Records from a data source
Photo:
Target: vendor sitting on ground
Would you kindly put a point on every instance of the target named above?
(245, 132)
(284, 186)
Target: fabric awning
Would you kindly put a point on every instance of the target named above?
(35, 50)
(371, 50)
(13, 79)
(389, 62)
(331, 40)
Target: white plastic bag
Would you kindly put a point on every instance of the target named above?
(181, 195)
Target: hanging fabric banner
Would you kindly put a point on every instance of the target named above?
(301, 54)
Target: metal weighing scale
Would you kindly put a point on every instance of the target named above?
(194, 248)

==

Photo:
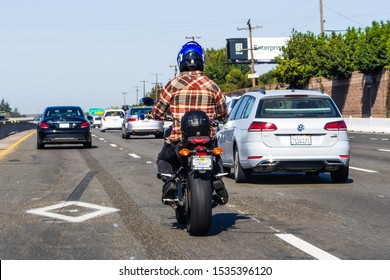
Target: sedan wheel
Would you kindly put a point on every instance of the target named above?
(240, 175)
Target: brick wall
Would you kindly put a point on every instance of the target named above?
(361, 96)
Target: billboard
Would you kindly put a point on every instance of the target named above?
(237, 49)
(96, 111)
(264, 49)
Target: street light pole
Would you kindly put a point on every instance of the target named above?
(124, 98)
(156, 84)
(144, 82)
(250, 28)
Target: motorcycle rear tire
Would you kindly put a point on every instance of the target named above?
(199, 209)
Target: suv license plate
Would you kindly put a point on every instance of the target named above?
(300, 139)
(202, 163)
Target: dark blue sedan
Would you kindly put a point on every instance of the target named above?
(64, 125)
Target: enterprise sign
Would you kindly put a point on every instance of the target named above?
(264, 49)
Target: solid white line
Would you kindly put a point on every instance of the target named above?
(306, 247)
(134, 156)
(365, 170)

---

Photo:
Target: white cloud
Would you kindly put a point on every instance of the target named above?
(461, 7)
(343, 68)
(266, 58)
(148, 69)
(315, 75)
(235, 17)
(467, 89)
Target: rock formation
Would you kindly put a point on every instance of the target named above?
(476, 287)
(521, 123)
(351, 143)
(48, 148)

**Task brief:** Please find each line in the records above that holds the word "fabric", and copy it.

**Answer to this exercise:**
Target: fabric awning
Target: hanging fabric banner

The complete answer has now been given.